▶ **Exercise brief**:
Word for word, transcribe the records that follow.

▶ **Given records**:
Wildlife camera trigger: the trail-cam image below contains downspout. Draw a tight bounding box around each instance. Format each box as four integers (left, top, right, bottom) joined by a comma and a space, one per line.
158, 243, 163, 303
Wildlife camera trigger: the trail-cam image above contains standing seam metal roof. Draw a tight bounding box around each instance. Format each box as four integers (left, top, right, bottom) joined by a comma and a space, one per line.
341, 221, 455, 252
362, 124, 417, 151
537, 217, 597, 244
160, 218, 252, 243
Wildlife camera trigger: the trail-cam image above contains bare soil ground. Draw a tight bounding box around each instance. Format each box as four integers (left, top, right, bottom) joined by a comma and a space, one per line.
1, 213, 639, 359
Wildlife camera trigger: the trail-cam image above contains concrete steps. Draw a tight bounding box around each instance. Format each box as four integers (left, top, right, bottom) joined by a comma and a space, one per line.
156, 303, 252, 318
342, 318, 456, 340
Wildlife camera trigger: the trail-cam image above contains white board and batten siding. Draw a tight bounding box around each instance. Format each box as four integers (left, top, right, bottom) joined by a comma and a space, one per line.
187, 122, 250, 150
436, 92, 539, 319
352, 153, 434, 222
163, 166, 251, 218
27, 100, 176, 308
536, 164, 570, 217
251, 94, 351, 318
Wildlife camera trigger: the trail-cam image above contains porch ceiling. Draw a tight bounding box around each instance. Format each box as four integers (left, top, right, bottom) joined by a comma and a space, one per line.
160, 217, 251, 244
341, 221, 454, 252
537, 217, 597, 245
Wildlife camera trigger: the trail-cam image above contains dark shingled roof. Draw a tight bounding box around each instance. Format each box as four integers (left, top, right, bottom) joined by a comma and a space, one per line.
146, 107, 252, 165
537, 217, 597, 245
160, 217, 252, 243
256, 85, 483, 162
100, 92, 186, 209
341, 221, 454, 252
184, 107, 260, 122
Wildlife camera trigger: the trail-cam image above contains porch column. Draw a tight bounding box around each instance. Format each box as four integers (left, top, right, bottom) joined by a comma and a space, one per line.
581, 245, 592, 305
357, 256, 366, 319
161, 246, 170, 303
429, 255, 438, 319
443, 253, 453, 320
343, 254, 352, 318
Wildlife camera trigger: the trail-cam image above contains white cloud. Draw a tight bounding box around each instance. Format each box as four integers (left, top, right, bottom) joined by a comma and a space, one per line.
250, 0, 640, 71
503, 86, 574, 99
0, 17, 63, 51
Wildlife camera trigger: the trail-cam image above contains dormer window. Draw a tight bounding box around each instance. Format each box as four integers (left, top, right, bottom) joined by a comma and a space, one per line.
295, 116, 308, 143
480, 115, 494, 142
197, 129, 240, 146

▶ **Answer to this exercise**:
Wildlife camera trigger: the trail-cam image below contains downspout. Draw a tight bounding box around each instance. Format each box as four integers (left, top, right, bottom) joined by a comma and a space, one per line.
158, 243, 163, 303
Wildlife camera trigger: the trail-cam image above contains standing seam metal roof. Draw a tight bounding box around each instance. Format each box as four integers (left, top, right, bottom) joined by a comma and a space, one per line.
341, 221, 455, 252
362, 124, 417, 151
537, 217, 597, 244
160, 218, 252, 243
Wildlife camera trigger: the trail-cam image above contains bare soil ground. Draw a tight bounding box around each instance. Format each box as four integers (left, top, right, bottom) joined by a comma and a space, one per line.
1, 213, 639, 359
Wildlife camera trigger: the trail-cam image above contains concrete steps. Draw a tight bounding box around each instance. Format each box as four integers (left, top, right, bottom) joined by a comma and a space, one per line.
156, 303, 252, 318
342, 318, 456, 340
Wildlife camera trigger: the trail-cam image above contains white board and batten siding. Draw a tight bounding box around each instance. Format each box as four integers (left, top, right, bottom) joined by a comma and a space, one per line.
187, 122, 250, 150
436, 92, 539, 319
352, 153, 434, 222
163, 166, 251, 218
27, 100, 176, 308
536, 164, 570, 217
251, 94, 351, 318
Wildlife camera trigger: the trail-cam image above contains porch ceiling. Draw a tight bounding box around each instance. Format each box as four integers (left, top, right, bottom) joined by a comma and a space, one per line.
160, 217, 251, 244
341, 221, 454, 252
537, 217, 597, 245
Wildlife camera trigger: the trail-cam image above contains dark shingled roof. Draw a tight bounding box around each instance. Format each box as four integers (left, top, right, bottom) joined by a comma and a space, one per line.
146, 107, 252, 165
537, 217, 597, 245
160, 217, 252, 243
256, 85, 483, 162
100, 92, 186, 209
341, 221, 454, 252
184, 107, 260, 122
Wildlife camera trigger: the trail-cam image above contains porch column. Draw a tight bounding box around each instance. Format each box as four integers (left, top, right, bottom) joined by a comma and a space, one per line.
581, 245, 592, 305
357, 256, 366, 319
161, 246, 170, 303
429, 255, 438, 319
443, 253, 453, 320
343, 254, 352, 318
Wildlife camera trigger: the trail-cam image above contains white cloud. Draw a tight bounding box around each instance. Format each box as four integers (left, top, right, bottom) joined by a comma and a space, one per line.
250, 0, 640, 71
503, 86, 574, 99
0, 17, 63, 51
Wildlife camera trigger: the trail-cam image above contains dormer window. Draw a tight bounding box around each instance. Format each box as four integers (left, top, right, bottom) joined by a comma and a space, one per line.
295, 116, 308, 143
480, 115, 494, 142
197, 129, 240, 146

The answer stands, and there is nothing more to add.